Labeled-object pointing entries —
^^^^^^^^
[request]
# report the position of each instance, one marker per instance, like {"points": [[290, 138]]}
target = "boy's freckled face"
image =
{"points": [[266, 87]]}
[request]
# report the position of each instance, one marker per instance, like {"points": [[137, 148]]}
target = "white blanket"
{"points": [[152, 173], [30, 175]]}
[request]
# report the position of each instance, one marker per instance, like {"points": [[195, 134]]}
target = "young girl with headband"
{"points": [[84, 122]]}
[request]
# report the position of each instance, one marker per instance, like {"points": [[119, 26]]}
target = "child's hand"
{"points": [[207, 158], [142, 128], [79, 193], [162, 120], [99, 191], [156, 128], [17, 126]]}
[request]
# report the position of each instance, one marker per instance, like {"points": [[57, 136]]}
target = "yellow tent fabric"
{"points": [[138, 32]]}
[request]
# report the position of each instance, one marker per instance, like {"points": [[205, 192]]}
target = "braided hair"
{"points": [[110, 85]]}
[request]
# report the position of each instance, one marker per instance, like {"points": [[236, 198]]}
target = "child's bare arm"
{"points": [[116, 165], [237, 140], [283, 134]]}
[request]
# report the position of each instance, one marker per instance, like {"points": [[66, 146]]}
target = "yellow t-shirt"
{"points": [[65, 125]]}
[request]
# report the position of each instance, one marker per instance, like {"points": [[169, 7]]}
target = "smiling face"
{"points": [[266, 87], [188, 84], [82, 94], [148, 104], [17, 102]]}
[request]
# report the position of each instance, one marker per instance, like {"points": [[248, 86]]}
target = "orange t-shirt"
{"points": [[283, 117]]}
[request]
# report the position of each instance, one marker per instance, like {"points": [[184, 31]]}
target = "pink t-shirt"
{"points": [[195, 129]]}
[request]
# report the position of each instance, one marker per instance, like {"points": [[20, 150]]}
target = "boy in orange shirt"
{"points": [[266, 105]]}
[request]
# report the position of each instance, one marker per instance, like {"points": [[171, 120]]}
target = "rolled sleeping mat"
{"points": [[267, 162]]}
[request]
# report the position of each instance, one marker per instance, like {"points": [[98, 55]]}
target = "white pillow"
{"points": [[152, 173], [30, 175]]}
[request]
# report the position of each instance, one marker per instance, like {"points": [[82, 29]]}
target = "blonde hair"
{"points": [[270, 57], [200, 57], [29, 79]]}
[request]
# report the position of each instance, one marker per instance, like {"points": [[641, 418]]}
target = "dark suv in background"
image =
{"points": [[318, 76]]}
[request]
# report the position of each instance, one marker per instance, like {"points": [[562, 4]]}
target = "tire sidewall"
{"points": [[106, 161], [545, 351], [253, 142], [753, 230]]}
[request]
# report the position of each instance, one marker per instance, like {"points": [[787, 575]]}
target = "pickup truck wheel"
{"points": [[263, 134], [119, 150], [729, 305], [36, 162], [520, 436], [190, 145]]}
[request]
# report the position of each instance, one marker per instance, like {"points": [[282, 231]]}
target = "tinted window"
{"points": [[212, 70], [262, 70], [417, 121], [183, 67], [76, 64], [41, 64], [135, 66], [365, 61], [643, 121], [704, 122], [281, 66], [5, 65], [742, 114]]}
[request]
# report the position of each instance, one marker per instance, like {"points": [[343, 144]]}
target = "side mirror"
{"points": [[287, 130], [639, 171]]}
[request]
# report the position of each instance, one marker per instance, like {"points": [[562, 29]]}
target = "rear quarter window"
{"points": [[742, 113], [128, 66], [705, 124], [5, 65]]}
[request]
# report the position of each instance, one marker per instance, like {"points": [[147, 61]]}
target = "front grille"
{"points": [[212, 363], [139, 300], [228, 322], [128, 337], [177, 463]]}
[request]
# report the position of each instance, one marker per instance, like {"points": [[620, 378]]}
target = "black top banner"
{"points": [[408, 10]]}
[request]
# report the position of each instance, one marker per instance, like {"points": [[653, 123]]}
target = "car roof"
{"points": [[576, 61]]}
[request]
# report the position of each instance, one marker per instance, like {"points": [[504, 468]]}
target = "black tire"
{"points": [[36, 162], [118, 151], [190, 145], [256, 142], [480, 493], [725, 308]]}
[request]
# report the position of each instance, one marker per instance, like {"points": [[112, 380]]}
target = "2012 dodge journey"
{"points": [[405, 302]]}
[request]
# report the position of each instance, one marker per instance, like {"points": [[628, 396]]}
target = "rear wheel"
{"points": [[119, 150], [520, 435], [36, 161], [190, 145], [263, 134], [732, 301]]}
^^^^^^^^
Work to do —
Write out the entries above once more, without altering anything.

Answer to this task —
[request]
# report the position of each instance, one marker per instance, like {"points": [[290, 138]]}
target = "boy's freckled face"
image =
{"points": [[266, 87]]}
[request]
# report the position of each instance, one marker per instance, like {"points": [[137, 148]]}
target = "white blanket"
{"points": [[152, 173], [30, 175]]}
[request]
# report the position of each instance, one marker per instance, like {"points": [[195, 134]]}
target = "young girl with headband"
{"points": [[84, 122]]}
[request]
# report the position of each instance, one marker per instance, like {"points": [[119, 26]]}
target = "child's hand"
{"points": [[207, 158], [142, 128], [79, 193], [162, 120], [99, 191], [156, 128], [17, 126]]}
[request]
# report the position of each instance, one marker per instance, like {"points": [[57, 136]]}
target = "yellow tent fabric"
{"points": [[138, 32]]}
[request]
# report the position of each instance, one marker per instance, like {"points": [[205, 192]]}
target = "braided hair"
{"points": [[110, 85]]}
[request]
# report the position of each instance, one marker per instance, like {"points": [[236, 198]]}
target = "child's bare arm"
{"points": [[116, 165], [237, 140], [283, 134]]}
[request]
# report the position of each instance, one marker per instance, like {"points": [[66, 146]]}
target = "yellow t-shirt"
{"points": [[65, 125]]}
[request]
# report the position of each instance, one marker per instance, like {"points": [[169, 7]]}
target = "smiling face"
{"points": [[266, 87], [188, 84], [82, 94], [148, 104], [17, 102]]}
[request]
# report the position of each instance, one marker per instance, like {"points": [[248, 86]]}
target = "orange t-shirt"
{"points": [[283, 117]]}
[request]
# report the position of each instance, one marker per instance, like {"points": [[184, 31]]}
target = "pink t-shirt"
{"points": [[195, 129]]}
[request]
# report the position of each instance, one marker per instance, like {"points": [[20, 150]]}
target = "boy in orange shirt"
{"points": [[266, 105]]}
[request]
# report the position of each instance, one marker per instance, like {"points": [[171, 120]]}
target = "rolled sleeping mat"
{"points": [[267, 162]]}
[request]
# report the position of each instance, one marker per instance, like {"points": [[98, 55]]}
target = "white pillow"
{"points": [[152, 173], [30, 175]]}
[request]
# report the position of each instance, one marker per instance, like {"points": [[82, 29]]}
target = "blonde hair"
{"points": [[270, 57], [200, 57], [29, 79]]}
[request]
# report the position of each instance, one marker per instance, like {"points": [[641, 418]]}
target = "dark suv in background"
image =
{"points": [[318, 76]]}
[request]
# report the position of each instance, one marker per instance, like {"points": [[562, 4]]}
target = "tire sidewall"
{"points": [[106, 161], [545, 351], [253, 142], [753, 230]]}
[request]
# report the position of each instance, one marker per instance, like {"points": [[787, 575]]}
target = "pickup truck wheel"
{"points": [[263, 134], [119, 150], [729, 305], [36, 162], [520, 436], [190, 145]]}
[request]
# report the position of each instance, one marker per instance, like {"points": [[282, 231]]}
target = "tinted window"
{"points": [[212, 70], [262, 70], [417, 121], [183, 67], [76, 64], [41, 64], [135, 66], [365, 61], [643, 121], [704, 122], [281, 66], [5, 65], [742, 114]]}
[request]
# report the position of each instance, one marker per instance, like {"points": [[343, 144]]}
target = "side mirror"
{"points": [[287, 130], [639, 171]]}
[request]
# report the position of each instance, one marker per instance, like {"points": [[562, 29]]}
target = "rear quarter window"
{"points": [[742, 113], [128, 66], [705, 124], [5, 65]]}
[request]
# report the position of each instance, one marker per instance, like {"points": [[147, 61]]}
target = "front grille"
{"points": [[212, 363], [139, 300], [228, 322], [128, 337], [177, 463]]}
[request]
# report the position of each instance, one marker per instance, like {"points": [[620, 378]]}
target = "black top banner"
{"points": [[408, 10]]}
[request]
# report the position of each instance, one marker per instance, like {"points": [[653, 123]]}
target = "car roof"
{"points": [[576, 61]]}
[request]
# report the position of each instance, one marker per instance, like {"points": [[504, 468]]}
target = "black tire"
{"points": [[36, 162], [118, 151], [190, 145], [256, 142], [480, 493], [725, 308]]}
[request]
# report the position of each instance, one marker per instance, like {"points": [[112, 380]]}
target = "2012 dodge journey"
{"points": [[405, 302]]}
[request]
# report the position of each instance, one marker per instance, like {"points": [[628, 396]]}
target = "rear wheel"
{"points": [[119, 150], [520, 435], [36, 161], [190, 145], [263, 134], [732, 301]]}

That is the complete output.